**Required action**
Please copy the listing below in its entirety, without alteration.

**Supplied information**
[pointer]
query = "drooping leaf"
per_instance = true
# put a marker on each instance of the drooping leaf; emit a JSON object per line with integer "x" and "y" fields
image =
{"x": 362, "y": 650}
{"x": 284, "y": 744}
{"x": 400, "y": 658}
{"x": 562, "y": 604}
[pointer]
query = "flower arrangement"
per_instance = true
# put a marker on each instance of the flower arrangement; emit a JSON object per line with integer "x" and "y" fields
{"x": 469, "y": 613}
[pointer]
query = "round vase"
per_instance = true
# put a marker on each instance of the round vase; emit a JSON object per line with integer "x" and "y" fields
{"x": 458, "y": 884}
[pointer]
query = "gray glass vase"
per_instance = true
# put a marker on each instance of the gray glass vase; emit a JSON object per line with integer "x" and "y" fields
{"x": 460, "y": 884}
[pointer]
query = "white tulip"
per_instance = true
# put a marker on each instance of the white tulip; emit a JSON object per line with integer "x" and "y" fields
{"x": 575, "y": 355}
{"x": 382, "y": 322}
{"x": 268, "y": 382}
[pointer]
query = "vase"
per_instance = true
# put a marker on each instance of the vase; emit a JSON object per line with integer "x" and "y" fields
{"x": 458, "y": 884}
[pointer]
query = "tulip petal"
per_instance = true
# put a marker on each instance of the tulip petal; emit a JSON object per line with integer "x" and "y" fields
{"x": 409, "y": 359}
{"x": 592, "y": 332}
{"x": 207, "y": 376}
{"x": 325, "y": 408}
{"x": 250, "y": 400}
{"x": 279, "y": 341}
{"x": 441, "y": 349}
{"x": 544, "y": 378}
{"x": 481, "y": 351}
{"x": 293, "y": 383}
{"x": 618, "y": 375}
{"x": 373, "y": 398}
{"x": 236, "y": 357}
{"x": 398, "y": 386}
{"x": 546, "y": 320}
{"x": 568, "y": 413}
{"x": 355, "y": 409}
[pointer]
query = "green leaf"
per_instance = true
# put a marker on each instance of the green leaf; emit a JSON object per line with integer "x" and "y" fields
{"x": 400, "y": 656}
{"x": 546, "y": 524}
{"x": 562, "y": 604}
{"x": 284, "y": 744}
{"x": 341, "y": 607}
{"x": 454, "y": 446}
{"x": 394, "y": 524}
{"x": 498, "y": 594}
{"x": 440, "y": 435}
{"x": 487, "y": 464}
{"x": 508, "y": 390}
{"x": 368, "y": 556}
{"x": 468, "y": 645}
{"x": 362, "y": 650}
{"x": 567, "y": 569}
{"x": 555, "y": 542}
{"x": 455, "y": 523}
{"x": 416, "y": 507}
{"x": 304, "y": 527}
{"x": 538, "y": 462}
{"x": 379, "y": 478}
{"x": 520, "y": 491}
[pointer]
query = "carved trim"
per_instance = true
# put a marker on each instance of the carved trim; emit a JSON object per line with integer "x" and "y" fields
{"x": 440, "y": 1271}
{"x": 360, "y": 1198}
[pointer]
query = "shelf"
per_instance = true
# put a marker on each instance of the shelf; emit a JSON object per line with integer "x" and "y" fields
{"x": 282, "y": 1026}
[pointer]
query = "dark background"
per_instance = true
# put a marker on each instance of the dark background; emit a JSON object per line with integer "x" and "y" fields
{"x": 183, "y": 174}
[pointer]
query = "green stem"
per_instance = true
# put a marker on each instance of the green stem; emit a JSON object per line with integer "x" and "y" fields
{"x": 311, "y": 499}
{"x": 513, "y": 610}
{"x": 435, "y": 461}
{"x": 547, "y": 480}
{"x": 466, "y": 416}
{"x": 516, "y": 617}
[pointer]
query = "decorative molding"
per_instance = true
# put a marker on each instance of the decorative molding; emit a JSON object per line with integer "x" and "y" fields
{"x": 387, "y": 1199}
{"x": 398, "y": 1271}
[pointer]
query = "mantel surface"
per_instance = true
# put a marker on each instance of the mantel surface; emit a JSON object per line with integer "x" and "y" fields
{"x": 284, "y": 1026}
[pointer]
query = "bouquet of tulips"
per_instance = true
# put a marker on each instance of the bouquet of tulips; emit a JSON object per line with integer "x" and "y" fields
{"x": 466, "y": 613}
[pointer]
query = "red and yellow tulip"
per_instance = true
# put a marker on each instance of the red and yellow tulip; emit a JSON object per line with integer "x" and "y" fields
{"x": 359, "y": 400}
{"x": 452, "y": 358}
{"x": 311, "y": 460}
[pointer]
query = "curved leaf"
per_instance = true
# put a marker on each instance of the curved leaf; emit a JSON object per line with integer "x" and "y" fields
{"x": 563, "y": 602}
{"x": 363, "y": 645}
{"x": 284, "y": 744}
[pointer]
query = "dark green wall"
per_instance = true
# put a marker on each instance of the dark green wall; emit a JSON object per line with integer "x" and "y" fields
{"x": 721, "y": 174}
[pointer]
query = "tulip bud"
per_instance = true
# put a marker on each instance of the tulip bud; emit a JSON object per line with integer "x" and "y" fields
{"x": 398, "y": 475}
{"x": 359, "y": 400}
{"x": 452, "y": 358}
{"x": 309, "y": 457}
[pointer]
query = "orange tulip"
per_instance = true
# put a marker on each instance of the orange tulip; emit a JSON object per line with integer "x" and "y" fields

**Exercise solution**
[pointer]
query = "drooping leaf"
per_instance = true
# put a marker on each instance of the drooping leaf; emit a JSON object per line with integer "x" and "y" fields
image =
{"x": 362, "y": 650}
{"x": 284, "y": 744}
{"x": 400, "y": 658}
{"x": 562, "y": 604}
[pointer]
query = "flower arrangement"
per_instance = true
# put a marker on each instance of the flower arrangement; emit a JSON object per line with integer "x" and "y" fields
{"x": 469, "y": 613}
[pointer]
query = "round vase"
per_instance = true
# put a marker on each instance of the round vase; emit a JSON object per line with integer "x" and "y" fields
{"x": 458, "y": 884}
[pointer]
query = "gray glass vase"
per_instance = true
# put a marker on each instance of the gray glass vase; emit a JSON object per line with integer "x" and "y" fields
{"x": 460, "y": 884}
[pointer]
query = "white tulip"
per_instance = true
# put a marker on each instance of the white tulip; emit a JSON object per line with integer "x" and "y" fields
{"x": 575, "y": 355}
{"x": 382, "y": 322}
{"x": 268, "y": 382}
[pointer]
query = "vase"
per_instance = true
# put a marker on each instance of the vase; emit a JSON object per line with integer "x" and "y" fields
{"x": 458, "y": 884}
[pointer]
query = "tulip petal"
per_instance = true
# put a marker on each instance of the tulip petal; emit a JSON object per line with integer "x" and "y" fields
{"x": 409, "y": 359}
{"x": 592, "y": 332}
{"x": 207, "y": 376}
{"x": 325, "y": 408}
{"x": 250, "y": 400}
{"x": 279, "y": 341}
{"x": 441, "y": 349}
{"x": 544, "y": 378}
{"x": 481, "y": 351}
{"x": 293, "y": 383}
{"x": 618, "y": 375}
{"x": 373, "y": 398}
{"x": 236, "y": 357}
{"x": 398, "y": 386}
{"x": 546, "y": 320}
{"x": 568, "y": 413}
{"x": 355, "y": 409}
[pointer]
query = "green leaf"
per_instance = true
# put a marker on each instance of the green leaf; emit a JSON object per line with integer "x" and "y" fields
{"x": 400, "y": 656}
{"x": 546, "y": 524}
{"x": 562, "y": 604}
{"x": 284, "y": 744}
{"x": 341, "y": 607}
{"x": 454, "y": 446}
{"x": 394, "y": 524}
{"x": 498, "y": 594}
{"x": 440, "y": 435}
{"x": 487, "y": 464}
{"x": 508, "y": 390}
{"x": 368, "y": 556}
{"x": 468, "y": 645}
{"x": 362, "y": 650}
{"x": 567, "y": 569}
{"x": 555, "y": 542}
{"x": 455, "y": 523}
{"x": 416, "y": 507}
{"x": 304, "y": 527}
{"x": 538, "y": 462}
{"x": 379, "y": 478}
{"x": 520, "y": 491}
[pointer]
query = "carved trim"
per_instance = true
# put a marker on each instance of the carved trim; emit a JSON object per line with integer "x" and "y" fields
{"x": 440, "y": 1271}
{"x": 360, "y": 1198}
[pointer]
query = "shelf"
per_instance = true
# put a marker on each instance of the shelf; emit a JSON object per line with integer "x" and "y" fields
{"x": 282, "y": 1026}
[pointer]
query = "dark background"
per_instance = true
# put a marker on each instance of the dark background; emit a JSON object per line with integer "x" and "y" fields
{"x": 183, "y": 174}
[pointer]
query = "green stem"
per_instance = true
# put a marker on each instance of the green stem; emit a JSON object per line with integer "x" and "y" fields
{"x": 311, "y": 499}
{"x": 513, "y": 610}
{"x": 435, "y": 461}
{"x": 547, "y": 480}
{"x": 466, "y": 416}
{"x": 516, "y": 617}
[pointer]
query = "decorative molding"
per_instance = true
# put a marker on each instance of the decorative molding; emit a JSON object per line with integer "x" and "y" fields
{"x": 387, "y": 1199}
{"x": 398, "y": 1271}
[pointer]
query = "mantel surface"
per_instance = true
# put a marker on each instance of the mantel surface; emit a JSON object per line with integer "x" and "y" fields
{"x": 284, "y": 1026}
[pointer]
query = "bouquet of tulips"
per_instance = true
# put a marker on each instance of the bouquet of tulips; emit a JSON object per line with integer "x" and "y" fields
{"x": 466, "y": 613}
[pointer]
query = "red and yellow tulip"
per_instance = true
# put a marker on each instance of the red and yellow tulip; emit a JSON object per line with integer "x" and "y" fields
{"x": 359, "y": 400}
{"x": 452, "y": 358}
{"x": 311, "y": 460}
[pointer]
query = "curved leaf"
per_instance = true
# put a marker on each instance of the curved leaf; emit a JSON object per line with integer "x" and "y" fields
{"x": 563, "y": 602}
{"x": 363, "y": 645}
{"x": 284, "y": 744}
[pointer]
query = "dark green wall"
per_instance = true
# put a marker on each instance of the dark green wall; emit a JSON object per line with integer "x" and "y" fields
{"x": 721, "y": 174}
[pointer]
query = "tulip bud"
per_instance = true
# put a marker on each instance of the tulip bud; emit a JSON object per line with integer "x" and "y" fields
{"x": 398, "y": 475}
{"x": 359, "y": 400}
{"x": 452, "y": 358}
{"x": 309, "y": 457}
[pointer]
query = "orange tulip"
per_instance = true
# put a marker on each instance of the orange tulip; emit a JSON object per line with integer "x" and "y" fields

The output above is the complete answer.